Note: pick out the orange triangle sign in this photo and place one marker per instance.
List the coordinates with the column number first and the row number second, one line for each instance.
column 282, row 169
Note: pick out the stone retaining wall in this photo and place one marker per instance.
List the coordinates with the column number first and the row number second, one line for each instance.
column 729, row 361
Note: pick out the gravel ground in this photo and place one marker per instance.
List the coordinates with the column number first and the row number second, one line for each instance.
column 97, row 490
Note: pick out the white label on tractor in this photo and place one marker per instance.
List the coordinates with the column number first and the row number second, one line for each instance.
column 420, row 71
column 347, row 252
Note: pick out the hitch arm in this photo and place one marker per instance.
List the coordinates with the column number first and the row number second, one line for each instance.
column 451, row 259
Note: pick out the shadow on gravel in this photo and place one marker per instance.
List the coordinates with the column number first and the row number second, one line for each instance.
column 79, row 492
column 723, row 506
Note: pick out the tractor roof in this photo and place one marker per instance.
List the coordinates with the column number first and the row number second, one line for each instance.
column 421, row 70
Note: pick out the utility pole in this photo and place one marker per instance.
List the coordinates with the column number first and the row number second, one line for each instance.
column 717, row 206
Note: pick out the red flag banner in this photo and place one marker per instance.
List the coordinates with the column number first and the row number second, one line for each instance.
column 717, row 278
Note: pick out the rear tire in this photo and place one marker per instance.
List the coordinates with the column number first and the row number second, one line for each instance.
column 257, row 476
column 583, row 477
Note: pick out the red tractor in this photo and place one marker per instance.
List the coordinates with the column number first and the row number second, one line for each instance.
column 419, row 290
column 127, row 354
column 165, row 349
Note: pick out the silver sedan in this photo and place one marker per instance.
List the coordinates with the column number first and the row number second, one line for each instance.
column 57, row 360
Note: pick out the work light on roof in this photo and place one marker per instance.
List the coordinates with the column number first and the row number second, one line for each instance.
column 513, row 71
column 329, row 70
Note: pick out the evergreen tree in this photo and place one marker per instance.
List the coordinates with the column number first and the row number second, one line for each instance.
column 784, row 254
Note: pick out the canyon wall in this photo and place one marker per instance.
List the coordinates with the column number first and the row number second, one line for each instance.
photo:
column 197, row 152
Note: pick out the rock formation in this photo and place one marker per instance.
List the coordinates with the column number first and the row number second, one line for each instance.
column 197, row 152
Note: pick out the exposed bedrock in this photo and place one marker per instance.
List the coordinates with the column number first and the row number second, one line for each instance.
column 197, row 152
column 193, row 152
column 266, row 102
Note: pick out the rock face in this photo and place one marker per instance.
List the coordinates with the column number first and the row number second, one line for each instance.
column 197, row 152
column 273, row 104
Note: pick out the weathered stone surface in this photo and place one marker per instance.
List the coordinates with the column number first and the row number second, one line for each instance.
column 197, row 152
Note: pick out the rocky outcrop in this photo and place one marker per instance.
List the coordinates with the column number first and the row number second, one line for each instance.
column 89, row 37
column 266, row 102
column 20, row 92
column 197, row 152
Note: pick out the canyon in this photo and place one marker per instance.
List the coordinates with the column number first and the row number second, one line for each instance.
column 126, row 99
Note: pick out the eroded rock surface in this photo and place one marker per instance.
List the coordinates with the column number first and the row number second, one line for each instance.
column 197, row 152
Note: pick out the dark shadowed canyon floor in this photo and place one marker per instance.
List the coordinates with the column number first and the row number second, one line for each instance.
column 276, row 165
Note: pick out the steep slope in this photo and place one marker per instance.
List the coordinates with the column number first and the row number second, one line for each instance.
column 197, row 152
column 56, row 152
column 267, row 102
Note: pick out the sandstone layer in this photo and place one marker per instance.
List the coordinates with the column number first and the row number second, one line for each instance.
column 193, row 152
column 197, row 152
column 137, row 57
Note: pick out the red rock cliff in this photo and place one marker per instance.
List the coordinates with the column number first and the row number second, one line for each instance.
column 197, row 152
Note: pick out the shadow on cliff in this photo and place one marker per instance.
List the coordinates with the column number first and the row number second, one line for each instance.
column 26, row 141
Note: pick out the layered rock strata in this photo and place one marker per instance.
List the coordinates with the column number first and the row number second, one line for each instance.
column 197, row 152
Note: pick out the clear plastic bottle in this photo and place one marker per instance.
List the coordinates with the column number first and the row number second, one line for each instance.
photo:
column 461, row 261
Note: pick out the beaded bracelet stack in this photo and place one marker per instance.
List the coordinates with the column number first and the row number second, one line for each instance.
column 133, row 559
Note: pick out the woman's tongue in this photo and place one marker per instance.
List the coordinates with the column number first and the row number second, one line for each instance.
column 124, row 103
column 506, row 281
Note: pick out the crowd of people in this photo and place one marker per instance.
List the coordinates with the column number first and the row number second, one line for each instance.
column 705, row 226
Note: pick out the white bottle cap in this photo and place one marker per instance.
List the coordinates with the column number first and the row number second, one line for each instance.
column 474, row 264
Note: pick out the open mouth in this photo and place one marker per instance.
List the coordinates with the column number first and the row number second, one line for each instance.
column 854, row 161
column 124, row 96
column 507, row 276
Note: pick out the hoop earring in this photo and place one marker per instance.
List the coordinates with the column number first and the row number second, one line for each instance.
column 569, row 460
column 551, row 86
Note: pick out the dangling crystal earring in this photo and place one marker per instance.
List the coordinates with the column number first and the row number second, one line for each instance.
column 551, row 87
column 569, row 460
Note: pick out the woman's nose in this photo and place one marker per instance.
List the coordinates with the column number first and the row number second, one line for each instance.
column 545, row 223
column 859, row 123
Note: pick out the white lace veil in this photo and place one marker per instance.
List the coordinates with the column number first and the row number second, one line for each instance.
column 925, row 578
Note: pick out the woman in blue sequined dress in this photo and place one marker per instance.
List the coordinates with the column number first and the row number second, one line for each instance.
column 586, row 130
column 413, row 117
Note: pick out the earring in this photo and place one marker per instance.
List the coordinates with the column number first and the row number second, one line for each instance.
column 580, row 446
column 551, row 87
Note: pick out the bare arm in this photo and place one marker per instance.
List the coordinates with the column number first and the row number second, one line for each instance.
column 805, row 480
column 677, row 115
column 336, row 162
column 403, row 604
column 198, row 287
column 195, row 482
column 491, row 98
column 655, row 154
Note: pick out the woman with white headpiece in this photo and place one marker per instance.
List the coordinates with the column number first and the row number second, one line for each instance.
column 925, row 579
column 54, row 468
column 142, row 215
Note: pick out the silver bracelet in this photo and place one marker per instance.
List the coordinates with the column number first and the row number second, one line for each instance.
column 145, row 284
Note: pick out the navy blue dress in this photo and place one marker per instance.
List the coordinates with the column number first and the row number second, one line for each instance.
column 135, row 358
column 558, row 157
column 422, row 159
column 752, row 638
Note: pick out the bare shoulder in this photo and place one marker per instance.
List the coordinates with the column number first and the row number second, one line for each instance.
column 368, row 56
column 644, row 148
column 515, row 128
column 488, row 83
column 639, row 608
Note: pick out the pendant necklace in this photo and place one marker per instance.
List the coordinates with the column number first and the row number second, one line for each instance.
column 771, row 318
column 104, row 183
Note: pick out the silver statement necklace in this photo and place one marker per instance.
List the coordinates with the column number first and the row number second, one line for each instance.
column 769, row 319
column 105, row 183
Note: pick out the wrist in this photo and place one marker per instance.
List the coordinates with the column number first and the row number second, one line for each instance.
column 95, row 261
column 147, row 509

━━━━━━━━

> What the task requires
Copy out all of the material, word for word.

> Written answer
Note: pick out the orange triangle sign in this photo and place one marker per instance.
List the coordinates with the column number first and the row number second, one line for each instance.
column 282, row 169
Note: pick out the stone retaining wall in this photo and place one marker per instance.
List the coordinates with the column number first and the row number second, one line for each instance.
column 729, row 361
Note: pick out the gravel ground in this photo and place one marker per instance.
List the coordinates with the column number first and the row number second, one line for each instance.
column 97, row 490
Note: pick out the white label on tractor in this photo and place one marker per instance.
List the coordinates with the column number first and the row number second, one line for each instance.
column 420, row 71
column 347, row 252
Note: pick out the hitch arm in this photo and place one marker per instance.
List the coordinates with the column number first and the row number second, one line for each instance.
column 451, row 259
Note: pick out the shadow on gravel in this photo and place one marker per instance.
List the coordinates with the column number first and the row number second, one line for each instance.
column 79, row 492
column 723, row 506
Note: pick out the tractor roof in this photo and place one marker per instance.
List the coordinates with the column number first and the row number second, one line for each instance.
column 421, row 70
Note: pick out the utility pole in this photo and place one marker per instance.
List the coordinates with the column number first and the row number second, one line for each instance.
column 717, row 206
Note: pick out the red flag banner in this photo and place one marker per instance.
List the coordinates with the column number first and the row number second, one line for each instance.
column 717, row 278
Note: pick out the rear tire in this photo and place one marker per instance.
List the coordinates with the column number first and the row number second, one line for each instance.
column 257, row 476
column 583, row 477
Note: pick out the red tractor in this photo and place one marker per instance.
List the coordinates with the column number first and the row number second, one line for each instance.
column 419, row 290
column 127, row 354
column 165, row 349
Note: pick out the silver sedan in this photo and place one marker per instance.
List the coordinates with the column number first and the row number second, one line for each instance.
column 57, row 360
Note: pick out the work light on roof in this photo and place one marker per instance.
List the coordinates with the column number first and the row number second, one line for each instance.
column 513, row 71
column 329, row 70
Note: pick out the evergreen tree in this photo and place one marker per instance.
List the coordinates with the column number first and the row number second, one line for each instance.
column 784, row 254
Note: pick out the canyon wall in this photo and place one marker per instance.
List the coordinates with the column number first and the row number second, one line for each instance.
photo:
column 197, row 152
Note: pick out the rock formation in this photo and place one marker per instance.
List the coordinates with the column number first and the row number second, one line for each instance.
column 197, row 152
Note: pick out the exposed bedrock in this photo and place one marker per instance.
List the coordinates with the column number first and the row number second, one line for each instance.
column 197, row 152
column 193, row 152
column 266, row 102
Note: pick out the rock face in this photo and place one marker per instance.
List the coordinates with the column number first and the row number second, one line for each instance.
column 197, row 152
column 273, row 104
Note: pick out the weathered stone surface in this photo and place one marker per instance.
List the coordinates with the column number first and the row number second, one line for each instance.
column 197, row 152
Note: pick out the rocky outcrop in this photo and place one marker per instance.
List the coordinates with the column number first and the row number second, one line for each instance.
column 89, row 37
column 266, row 102
column 20, row 92
column 197, row 152
Note: pick out the canyon in this photo and place one marker per instance.
List the coordinates with the column number first and the row number second, one line for each instance.
column 126, row 99
Note: pick out the eroded rock surface in this photo and place one marker per instance.
List the coordinates with the column number first and the row number second, one line for each instance.
column 197, row 152
Note: pick out the dark shadowed canyon floor in this photo and place one marker per instance.
List the coordinates with the column number first and the row number second, one line for each instance.
column 276, row 165
Note: pick out the steep slope in this photo and place one marker per instance.
List the coordinates with the column number first and the row number second, one line for each instance.
column 197, row 152
column 56, row 152
column 267, row 102
Note: pick out the sandstone layer in this photo and place one marker per instance.
List the coordinates with the column number first and the row number second, one line for each instance.
column 193, row 152
column 197, row 152
column 137, row 57
Note: pick out the red rock cliff in this photo and place one marker per instance.
List the coordinates with the column number first and the row number second, one line for each instance.
column 197, row 152
Note: pick out the shadow on cliff in this photo and place one marker per instance.
List the coordinates with the column number first and the row number second, one line for each instance.
column 26, row 141
Note: pick out the layered rock strata in this photo and place one marker per instance.
List the coordinates with the column number first and the row number second, one line for each instance.
column 197, row 152
Note: pick out the clear plastic bottle in this photo and place one marker per instance.
List the coordinates with the column number first and the row number second, one line for each instance.
photo:
column 461, row 261
Note: pick out the beaded bracelet stack in this photo and place one marker per instance.
List the coordinates with the column number first and the row number second, one line for each instance.
column 133, row 559
Note: pick out the woman's tongue in this photo and place one marker per instance.
List the coordinates with the column number first and the row number second, one line for each instance.
column 124, row 103
column 506, row 281
Note: pick out the crowd of people in this photo and place one marker per instance.
List the coordinates with the column number first and the row number second, one line for each instance.
column 705, row 226
Note: pick out the white bottle cap in this photo and place one marker per instance.
List the coordinates with the column number first and the row number second, one line for each instance.
column 474, row 264
Note: pick out the open mouth in this photo and place one marker per instance.
List the coordinates with the column number first and the row number second, one line for each instance.
column 854, row 161
column 124, row 96
column 507, row 276
Note: pick out the hoop earring in this photo and place one marker per instance.
List the coordinates with the column number first and the row number second, one line for each instance.
column 569, row 460
column 551, row 86
Note: pick out the dangling crystal earring in this photo and place one marker per instance.
List the coordinates with the column number first and the row number second, one line for each instance.
column 551, row 87
column 569, row 460
Note: pick out the woman's nose in this photo and place one marker per instance.
List the coordinates with the column number first and the row number second, one line for each instance.
column 545, row 223
column 859, row 123
Note: pick out the white lace veil in this photo and place one marker per instance.
List the coordinates with the column number first and the row number second, one line for each instance.
column 925, row 578
Note: pick out the woman in blue sequined dress in this photo and place one marker per instance.
List the coordinates with the column number first and the row number second, one line for each instance.
column 586, row 130
column 413, row 117
Note: pick out the earring in this photo and place one marker per instance.
List the coordinates with the column number first and the row number second, one line for each instance.
column 580, row 446
column 551, row 87
Note: pick out the bare arm in this photo and place one marker per instance.
List the coordinates with the column number first and the row number second, one line for each instance.
column 805, row 480
column 677, row 115
column 336, row 162
column 403, row 604
column 198, row 287
column 195, row 482
column 491, row 98
column 655, row 154
Note: pick out the woman with white headpiece in this photo and place one marker per instance.
List the coordinates with the column number first and the row number second, one line for each instance.
column 925, row 579
column 54, row 468
column 142, row 215
Note: pick out the silver bracelet in this photo and place one marker per instance.
List the coordinates with the column number first and the row number second, one line for each instance.
column 145, row 284
Note: pick out the navy blue dress in this photo and place one marker per instance.
List the coordinates with the column number first and the row number second, one line for each instance.
column 135, row 358
column 558, row 157
column 422, row 159
column 752, row 638
Note: pick out the bare shoulder in this photo and place one marker per instance.
List the coordinates with the column number first and the row number second, one line for each instance.
column 368, row 56
column 644, row 148
column 515, row 128
column 488, row 83
column 639, row 608
Note: pick out the pendant necklace in this photo and place one marker per instance.
List the coordinates with the column number first and the row number second, one line for each instance.
column 771, row 318
column 104, row 183
Note: pick out the silver statement necklace in this photo and place one marker per instance.
List the coordinates with the column number first and the row number second, one line for each instance.
column 769, row 319
column 105, row 183
Note: pick out the wrist in this photo and place one marker per instance.
List the coordinates with the column number first and the row number second, one line for each instance.
column 95, row 261
column 147, row 509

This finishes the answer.